- _Text segment_:
══════

No decision on video, images of SeaWorld death

ORLANDO — An Orange County Circuit Court judge heard arguments Wednesday about whether videos and photographs depicting the death of a SeaWorld Orlando trainer killed by a whale should permanently remain out of the public eye, but did not making a ruling

Dawn Brancheau’s husband, mother and brother attended the hearing.

Circuit Judge Lawrence Kirkwood last week granted a temporary restraining order against the Medical Examiner’s Office and the Orange County Sheriff’s Office, which prevents the release of the video recordings and photos.

The Sheriff’s Office is investigating Brancheau’s Feb. 24 death at the park.

At Wednesday’s hearing, the Brancheau family’s attorney and a lawyer for the Orlando Sentinel told Kirkwood they are trying to work out an arrangement.

In the meantime, the family’s attorney, Jon Mills, said he wants an extension of the temporary injunction.

“There is no doubt this family has standing to be protected in Florida,” he said. “Families have privacy rights.”

SeaWorld lawyer Greg Herbert said his company supports the family.

“In this case, in light of the nature of these videos and in light of the reality of what goes on Internet, the risk is too high to allow the release of these videos,” he said.

Kirkwood did not make a ruling.

At issue are photographs taken by Orange County deputies and SeaWorld video that park officials turned over to the Sheriff’s Office after the orca grabbed Brancheau by her ponytail, pulled her into the water and then drowned her.

The video records include an underwater view from a camera in a window in the pool and an overhead view from a camera mounted on the park’s Sky Tower, according to the Brancheau family’s complaint.

The underwater view doesn’t show Brancheau until after she enters the water, the complaint said. The Sky Tower camera wasn’t aimed at the scene until after the incident occurred.

Neither video shows events leading up to Brancheau being pulled into the water, according to the complaint.

“What the videos do depict is Mrs. Brancheau’s drowning and her lifeless body,” the complaint said.

Brancheau’s husband, Scott Brancheau, wrote in an affidavit that the release of the images “will cause me untold anguish, grief and pain.”

Evidence collected by the Sheriff’s Office as part of its investigation into Brancheau’s death become public record under state law.

══════

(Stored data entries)
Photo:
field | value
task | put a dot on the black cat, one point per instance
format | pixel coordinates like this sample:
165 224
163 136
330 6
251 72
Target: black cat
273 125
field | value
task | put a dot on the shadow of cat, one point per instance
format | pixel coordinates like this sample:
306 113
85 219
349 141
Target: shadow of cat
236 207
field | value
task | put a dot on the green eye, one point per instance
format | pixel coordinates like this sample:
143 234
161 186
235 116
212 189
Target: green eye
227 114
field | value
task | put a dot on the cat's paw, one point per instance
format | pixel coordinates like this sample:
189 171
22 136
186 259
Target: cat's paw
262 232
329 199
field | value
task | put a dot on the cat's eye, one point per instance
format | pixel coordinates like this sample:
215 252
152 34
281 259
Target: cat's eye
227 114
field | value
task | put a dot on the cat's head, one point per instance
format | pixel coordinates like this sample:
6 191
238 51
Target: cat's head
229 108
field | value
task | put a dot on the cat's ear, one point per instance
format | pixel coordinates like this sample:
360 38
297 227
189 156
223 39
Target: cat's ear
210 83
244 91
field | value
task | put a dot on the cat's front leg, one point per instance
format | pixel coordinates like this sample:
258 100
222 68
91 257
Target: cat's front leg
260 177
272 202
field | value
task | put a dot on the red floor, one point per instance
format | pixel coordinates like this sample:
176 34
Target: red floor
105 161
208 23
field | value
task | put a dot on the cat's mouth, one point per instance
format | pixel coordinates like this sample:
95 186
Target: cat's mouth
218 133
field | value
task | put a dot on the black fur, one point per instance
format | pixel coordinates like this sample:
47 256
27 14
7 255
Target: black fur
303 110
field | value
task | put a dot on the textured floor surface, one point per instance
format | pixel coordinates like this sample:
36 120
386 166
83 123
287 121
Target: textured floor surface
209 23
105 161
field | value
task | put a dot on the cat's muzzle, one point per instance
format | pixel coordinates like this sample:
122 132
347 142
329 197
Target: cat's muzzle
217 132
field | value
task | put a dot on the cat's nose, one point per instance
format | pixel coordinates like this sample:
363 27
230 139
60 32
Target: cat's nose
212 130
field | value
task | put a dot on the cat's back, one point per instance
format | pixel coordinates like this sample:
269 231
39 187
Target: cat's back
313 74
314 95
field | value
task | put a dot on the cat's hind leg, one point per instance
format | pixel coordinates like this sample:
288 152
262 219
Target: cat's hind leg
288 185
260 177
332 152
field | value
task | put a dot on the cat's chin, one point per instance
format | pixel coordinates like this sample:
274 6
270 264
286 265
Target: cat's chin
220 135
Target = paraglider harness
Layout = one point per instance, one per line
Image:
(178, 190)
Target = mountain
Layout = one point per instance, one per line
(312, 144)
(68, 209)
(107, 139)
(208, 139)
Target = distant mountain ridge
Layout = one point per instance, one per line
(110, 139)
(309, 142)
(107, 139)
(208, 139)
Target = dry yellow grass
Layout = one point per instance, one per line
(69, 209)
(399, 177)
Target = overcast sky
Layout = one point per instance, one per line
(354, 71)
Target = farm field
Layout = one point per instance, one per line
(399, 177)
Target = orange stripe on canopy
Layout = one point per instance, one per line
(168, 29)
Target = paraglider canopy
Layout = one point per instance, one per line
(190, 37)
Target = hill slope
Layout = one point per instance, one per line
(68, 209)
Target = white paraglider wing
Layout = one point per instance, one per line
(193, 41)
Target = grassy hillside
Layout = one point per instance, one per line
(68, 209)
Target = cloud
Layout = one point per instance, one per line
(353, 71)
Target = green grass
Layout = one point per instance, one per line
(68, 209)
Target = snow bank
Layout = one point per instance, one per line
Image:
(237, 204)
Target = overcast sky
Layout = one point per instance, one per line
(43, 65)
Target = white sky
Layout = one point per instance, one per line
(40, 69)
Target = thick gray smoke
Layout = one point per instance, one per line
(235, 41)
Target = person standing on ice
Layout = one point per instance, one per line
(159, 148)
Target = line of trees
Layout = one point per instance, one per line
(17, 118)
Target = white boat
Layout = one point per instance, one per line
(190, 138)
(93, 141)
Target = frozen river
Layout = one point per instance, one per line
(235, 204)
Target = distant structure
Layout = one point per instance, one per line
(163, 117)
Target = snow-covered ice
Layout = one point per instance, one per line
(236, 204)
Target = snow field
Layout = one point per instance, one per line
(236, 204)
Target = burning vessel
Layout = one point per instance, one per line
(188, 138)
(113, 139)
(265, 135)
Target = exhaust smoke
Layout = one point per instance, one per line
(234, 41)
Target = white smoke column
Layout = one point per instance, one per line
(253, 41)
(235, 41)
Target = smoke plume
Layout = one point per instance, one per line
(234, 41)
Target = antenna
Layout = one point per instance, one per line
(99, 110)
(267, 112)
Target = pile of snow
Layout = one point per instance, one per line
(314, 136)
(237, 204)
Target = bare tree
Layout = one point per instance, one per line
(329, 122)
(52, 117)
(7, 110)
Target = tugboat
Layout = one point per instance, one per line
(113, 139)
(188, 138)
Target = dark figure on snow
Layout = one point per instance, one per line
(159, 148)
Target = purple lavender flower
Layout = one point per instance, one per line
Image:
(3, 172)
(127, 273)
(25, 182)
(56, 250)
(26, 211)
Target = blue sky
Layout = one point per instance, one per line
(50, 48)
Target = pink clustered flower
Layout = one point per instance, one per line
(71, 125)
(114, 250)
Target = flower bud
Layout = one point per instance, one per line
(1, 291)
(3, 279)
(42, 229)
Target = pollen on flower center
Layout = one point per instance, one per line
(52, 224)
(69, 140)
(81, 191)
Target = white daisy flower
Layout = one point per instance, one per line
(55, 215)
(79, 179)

══════

- _Work order 1_: In the article about the SeaWorld hearing, where was the camera that recorded the overhead view mounted?
- _Work order 2_: Translate this sentence from the article about the SeaWorld hearing into Spanish: "Dawn Brancheau’s husband, mother and brother attended the hearing."

- _Output 1_: On the park's Sky Tower.

- _Output 2_: El esposo, la madre y el hermano de Dawn Brancheau asistieron a la audiencia.